_Problem statement_
Which lines of the listing below contain the word "tracksuit"? Pull out every one and copy it in full, treating uppercase and lowercase as different.

_Records shown_
►
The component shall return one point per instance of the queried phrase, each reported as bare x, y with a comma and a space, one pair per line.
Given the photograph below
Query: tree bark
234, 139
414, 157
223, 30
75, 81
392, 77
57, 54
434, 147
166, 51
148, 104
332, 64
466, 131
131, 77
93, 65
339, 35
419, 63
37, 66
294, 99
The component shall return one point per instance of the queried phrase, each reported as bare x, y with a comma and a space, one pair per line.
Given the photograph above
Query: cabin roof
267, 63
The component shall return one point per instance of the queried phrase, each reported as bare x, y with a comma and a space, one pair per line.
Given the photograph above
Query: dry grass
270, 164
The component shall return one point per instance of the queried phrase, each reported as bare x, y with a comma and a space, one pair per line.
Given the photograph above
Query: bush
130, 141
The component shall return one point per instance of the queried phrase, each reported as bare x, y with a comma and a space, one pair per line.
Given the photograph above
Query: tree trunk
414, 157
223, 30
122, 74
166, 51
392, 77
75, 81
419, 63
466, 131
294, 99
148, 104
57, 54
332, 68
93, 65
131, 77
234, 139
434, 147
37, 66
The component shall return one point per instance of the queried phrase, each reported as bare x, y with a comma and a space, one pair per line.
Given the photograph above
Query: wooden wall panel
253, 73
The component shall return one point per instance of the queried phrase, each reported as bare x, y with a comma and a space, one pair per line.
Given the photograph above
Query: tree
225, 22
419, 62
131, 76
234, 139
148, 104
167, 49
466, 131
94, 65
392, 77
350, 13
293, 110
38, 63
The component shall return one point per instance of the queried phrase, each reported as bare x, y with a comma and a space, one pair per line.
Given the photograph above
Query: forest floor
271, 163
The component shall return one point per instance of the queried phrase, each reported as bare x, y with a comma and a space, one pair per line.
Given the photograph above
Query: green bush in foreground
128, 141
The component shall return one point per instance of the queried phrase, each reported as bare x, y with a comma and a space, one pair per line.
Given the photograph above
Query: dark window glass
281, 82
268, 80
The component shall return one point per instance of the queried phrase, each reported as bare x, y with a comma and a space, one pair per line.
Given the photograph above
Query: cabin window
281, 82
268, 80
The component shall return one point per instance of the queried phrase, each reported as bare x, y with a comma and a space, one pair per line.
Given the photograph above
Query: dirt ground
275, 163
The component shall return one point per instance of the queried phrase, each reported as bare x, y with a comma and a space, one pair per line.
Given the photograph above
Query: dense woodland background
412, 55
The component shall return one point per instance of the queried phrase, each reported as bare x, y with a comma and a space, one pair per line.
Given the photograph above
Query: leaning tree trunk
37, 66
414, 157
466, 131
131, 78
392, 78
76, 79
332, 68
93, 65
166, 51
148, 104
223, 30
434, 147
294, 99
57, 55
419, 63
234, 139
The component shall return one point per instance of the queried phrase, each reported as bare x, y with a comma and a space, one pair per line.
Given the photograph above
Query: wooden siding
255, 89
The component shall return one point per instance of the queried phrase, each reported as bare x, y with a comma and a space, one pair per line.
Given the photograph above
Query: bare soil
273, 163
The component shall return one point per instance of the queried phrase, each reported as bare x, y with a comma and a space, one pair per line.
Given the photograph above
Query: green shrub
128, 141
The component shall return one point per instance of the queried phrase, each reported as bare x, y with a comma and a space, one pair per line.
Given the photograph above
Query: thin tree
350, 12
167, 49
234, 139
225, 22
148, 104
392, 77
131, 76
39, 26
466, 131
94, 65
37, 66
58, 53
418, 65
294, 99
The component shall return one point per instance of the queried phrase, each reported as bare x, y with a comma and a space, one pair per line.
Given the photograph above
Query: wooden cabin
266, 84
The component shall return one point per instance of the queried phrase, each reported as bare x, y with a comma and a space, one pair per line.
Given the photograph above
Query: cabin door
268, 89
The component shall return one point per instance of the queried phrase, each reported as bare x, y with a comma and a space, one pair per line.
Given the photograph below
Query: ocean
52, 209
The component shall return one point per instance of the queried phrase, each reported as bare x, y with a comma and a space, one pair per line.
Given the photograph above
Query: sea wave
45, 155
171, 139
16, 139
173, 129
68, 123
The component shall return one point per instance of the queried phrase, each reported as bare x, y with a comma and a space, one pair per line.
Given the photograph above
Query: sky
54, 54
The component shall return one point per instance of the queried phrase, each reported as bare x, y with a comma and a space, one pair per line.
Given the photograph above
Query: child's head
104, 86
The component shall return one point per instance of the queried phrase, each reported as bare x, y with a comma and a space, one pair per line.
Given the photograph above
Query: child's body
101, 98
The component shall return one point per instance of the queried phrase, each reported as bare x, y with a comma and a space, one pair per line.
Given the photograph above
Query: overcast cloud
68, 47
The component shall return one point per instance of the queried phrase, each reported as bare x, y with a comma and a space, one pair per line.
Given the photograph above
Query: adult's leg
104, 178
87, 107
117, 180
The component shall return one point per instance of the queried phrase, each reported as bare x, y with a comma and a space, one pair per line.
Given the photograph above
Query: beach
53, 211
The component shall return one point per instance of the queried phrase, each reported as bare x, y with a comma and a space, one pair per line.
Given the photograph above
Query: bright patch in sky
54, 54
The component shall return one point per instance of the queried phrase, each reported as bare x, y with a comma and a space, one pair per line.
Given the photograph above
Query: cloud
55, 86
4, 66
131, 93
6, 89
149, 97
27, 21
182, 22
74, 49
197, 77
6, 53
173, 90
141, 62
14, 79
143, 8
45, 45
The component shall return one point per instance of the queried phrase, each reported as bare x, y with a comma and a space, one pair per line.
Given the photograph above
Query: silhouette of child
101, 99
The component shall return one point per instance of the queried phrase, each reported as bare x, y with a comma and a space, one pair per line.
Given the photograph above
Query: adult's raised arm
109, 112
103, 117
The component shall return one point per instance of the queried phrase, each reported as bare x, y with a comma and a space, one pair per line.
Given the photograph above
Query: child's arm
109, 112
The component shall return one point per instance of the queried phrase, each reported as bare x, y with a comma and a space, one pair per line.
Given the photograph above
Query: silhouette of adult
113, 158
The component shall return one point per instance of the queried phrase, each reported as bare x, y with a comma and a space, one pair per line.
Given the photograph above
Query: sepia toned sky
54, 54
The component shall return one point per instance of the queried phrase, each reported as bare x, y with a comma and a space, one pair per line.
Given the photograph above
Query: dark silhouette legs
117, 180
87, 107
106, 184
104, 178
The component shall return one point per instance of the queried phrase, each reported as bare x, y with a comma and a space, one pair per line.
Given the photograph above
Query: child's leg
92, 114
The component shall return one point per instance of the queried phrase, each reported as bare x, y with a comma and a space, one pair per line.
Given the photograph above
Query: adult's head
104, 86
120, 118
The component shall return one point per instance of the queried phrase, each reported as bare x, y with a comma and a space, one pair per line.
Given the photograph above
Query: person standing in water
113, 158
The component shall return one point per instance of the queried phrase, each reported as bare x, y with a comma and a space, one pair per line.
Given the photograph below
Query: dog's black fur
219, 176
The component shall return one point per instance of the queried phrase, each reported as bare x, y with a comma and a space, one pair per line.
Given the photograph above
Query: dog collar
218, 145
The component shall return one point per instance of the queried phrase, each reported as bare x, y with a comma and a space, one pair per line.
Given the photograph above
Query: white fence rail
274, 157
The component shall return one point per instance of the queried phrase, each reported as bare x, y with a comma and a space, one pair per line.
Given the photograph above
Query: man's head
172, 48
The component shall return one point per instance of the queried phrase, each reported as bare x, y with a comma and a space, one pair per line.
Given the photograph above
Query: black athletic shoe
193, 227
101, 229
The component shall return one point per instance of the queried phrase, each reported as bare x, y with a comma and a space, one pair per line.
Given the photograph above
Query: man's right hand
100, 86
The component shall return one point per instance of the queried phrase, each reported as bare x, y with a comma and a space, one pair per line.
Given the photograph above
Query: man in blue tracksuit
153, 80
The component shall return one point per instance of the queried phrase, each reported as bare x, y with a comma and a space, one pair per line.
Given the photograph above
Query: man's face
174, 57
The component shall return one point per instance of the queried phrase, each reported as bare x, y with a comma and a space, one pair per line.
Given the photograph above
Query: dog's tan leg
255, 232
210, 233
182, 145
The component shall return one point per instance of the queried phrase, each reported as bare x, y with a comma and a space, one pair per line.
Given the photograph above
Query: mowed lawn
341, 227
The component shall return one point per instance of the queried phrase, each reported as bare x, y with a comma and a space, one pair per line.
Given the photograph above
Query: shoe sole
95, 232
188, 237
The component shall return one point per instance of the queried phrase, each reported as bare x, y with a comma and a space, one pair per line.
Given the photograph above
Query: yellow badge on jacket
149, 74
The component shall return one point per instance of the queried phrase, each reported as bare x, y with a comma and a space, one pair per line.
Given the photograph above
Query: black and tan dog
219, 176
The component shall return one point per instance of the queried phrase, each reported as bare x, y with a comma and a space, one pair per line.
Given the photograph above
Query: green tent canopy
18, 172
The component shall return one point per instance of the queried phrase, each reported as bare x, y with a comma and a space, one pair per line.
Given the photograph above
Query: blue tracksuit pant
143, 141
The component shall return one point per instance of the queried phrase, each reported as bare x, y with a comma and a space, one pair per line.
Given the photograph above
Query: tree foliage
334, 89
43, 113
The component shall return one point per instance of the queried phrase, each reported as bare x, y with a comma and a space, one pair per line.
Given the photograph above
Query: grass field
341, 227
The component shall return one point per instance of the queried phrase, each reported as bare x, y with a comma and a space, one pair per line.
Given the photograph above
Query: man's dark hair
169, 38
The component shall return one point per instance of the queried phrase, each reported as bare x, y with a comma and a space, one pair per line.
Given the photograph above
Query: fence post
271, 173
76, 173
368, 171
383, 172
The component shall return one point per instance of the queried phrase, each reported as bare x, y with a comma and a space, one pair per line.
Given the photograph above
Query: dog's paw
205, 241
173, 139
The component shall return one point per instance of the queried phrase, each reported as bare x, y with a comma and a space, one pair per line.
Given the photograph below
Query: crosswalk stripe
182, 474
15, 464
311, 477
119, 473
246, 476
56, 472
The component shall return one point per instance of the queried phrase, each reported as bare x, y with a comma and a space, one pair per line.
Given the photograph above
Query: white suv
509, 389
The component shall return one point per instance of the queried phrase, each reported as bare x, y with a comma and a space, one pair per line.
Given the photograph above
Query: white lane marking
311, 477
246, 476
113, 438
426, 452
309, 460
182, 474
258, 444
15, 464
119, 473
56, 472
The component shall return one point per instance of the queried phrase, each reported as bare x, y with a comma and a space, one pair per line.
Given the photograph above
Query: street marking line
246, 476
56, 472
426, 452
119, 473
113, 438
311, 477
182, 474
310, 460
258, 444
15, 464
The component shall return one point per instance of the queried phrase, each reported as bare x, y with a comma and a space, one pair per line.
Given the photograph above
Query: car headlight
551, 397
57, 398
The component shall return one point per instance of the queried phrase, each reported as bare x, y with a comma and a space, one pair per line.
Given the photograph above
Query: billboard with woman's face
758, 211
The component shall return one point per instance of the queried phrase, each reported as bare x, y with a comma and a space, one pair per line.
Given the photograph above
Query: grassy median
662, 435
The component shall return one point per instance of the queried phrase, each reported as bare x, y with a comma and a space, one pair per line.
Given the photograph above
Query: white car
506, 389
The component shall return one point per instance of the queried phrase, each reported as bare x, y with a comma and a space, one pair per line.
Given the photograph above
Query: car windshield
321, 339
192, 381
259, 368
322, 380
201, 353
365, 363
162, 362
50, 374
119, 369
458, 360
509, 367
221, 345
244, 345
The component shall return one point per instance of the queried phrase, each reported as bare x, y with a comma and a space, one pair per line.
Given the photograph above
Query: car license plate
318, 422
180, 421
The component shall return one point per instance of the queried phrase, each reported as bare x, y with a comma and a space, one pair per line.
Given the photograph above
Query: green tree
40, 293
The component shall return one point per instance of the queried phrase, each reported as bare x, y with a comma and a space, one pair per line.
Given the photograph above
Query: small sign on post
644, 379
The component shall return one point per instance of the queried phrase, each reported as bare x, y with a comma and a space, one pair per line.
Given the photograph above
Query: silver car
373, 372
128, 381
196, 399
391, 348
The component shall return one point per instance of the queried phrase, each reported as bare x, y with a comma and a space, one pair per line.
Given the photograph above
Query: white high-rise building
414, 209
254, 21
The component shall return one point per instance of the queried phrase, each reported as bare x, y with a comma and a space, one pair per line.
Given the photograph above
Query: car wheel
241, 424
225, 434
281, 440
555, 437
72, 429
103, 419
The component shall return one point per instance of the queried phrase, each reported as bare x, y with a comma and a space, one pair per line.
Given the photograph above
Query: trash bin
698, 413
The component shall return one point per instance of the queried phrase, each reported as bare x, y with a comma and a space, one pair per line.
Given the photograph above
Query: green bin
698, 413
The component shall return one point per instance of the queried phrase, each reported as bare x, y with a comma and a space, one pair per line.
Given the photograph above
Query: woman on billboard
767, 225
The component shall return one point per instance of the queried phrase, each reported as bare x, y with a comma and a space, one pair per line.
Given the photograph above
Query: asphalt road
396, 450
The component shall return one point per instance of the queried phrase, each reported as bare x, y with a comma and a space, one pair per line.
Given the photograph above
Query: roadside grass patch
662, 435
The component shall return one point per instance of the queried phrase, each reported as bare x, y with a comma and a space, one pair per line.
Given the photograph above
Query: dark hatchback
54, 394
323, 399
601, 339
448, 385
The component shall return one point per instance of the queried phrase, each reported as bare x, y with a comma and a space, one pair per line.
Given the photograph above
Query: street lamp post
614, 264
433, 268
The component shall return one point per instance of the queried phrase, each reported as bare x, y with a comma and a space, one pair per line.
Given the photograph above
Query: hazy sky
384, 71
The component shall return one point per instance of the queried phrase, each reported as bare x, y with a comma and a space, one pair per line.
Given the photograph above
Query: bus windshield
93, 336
◄
_Completed exercise_
Query: man in blue tracksuit
Query: blue tracksuit pant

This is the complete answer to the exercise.